INSTRUCTIONS TO FOLLOW –
Among the entries that follow, find every line with the word "below" and list it.

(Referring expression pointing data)
:::::
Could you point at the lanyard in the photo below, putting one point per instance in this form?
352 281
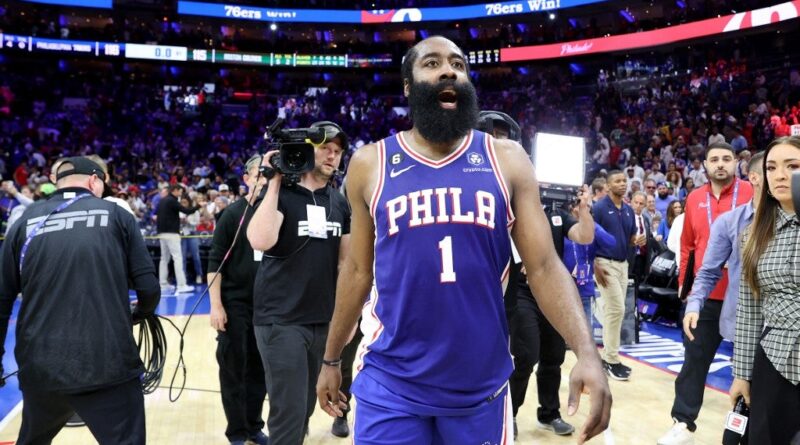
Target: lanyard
575 253
41 223
733 204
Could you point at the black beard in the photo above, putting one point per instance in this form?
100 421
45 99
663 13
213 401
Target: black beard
435 123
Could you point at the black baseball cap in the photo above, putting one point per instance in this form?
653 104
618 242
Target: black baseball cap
80 166
333 130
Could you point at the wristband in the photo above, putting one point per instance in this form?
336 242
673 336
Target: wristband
334 363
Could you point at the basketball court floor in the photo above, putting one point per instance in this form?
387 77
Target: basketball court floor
640 413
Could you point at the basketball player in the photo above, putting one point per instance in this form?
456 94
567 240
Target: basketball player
432 208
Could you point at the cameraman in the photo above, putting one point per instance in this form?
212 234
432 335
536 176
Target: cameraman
75 346
304 231
533 338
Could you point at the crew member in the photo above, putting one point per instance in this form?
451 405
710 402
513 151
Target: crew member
72 257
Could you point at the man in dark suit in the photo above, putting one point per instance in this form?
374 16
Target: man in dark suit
640 256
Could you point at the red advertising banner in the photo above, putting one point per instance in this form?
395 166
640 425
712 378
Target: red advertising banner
672 34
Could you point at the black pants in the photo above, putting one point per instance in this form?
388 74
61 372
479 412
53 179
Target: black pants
114 415
698 355
241 375
292 356
774 405
348 357
533 339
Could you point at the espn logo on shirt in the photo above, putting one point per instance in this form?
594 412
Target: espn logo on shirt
334 228
69 220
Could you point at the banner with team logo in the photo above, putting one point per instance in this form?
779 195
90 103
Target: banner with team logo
298 15
704 28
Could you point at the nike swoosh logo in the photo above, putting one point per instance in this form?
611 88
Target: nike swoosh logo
394 174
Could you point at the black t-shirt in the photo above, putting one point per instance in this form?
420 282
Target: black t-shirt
74 329
560 223
239 272
296 281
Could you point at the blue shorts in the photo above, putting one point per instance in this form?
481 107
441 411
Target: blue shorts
489 424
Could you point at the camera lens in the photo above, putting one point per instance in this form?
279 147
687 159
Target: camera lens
295 160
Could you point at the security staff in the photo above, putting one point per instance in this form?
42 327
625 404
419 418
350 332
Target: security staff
72 257
241 373
305 231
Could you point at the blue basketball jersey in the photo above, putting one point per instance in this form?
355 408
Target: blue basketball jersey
435 326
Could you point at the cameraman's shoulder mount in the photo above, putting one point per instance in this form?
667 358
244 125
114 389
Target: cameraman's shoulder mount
295 151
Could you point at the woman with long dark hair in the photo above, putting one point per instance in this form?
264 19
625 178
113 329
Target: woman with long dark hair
767 344
675 208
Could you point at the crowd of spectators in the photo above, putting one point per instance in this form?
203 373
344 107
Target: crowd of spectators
657 131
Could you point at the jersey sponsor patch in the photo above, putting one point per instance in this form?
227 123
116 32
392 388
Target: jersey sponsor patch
395 173
475 158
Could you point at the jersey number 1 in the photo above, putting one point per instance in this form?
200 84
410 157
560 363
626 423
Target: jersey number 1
448 275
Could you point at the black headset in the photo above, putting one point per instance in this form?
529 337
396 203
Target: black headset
337 132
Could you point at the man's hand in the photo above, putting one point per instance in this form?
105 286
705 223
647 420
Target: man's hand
8 187
218 317
266 161
740 387
690 324
600 274
584 197
588 377
331 399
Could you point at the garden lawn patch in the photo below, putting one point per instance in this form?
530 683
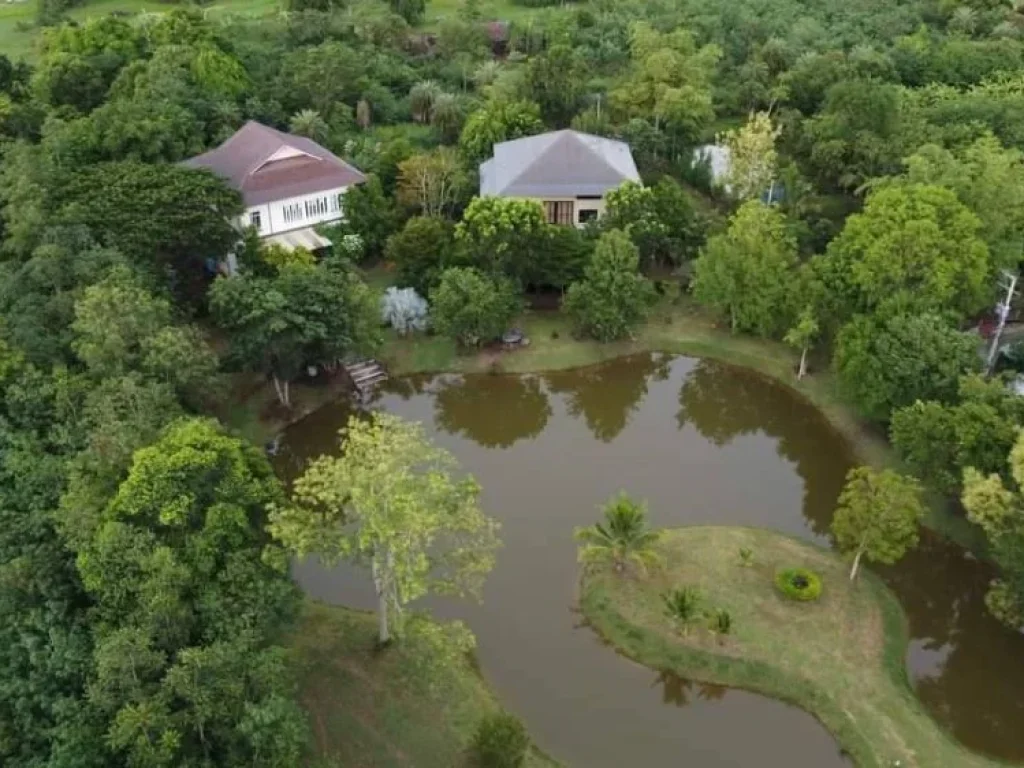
:::::
COMPLETED EXERCISE –
Could you point at the lanyard in the photo below, putting one point per instance in this form?
Could you point at the garden lawn patch in the photo below, putting one point per instance in this form?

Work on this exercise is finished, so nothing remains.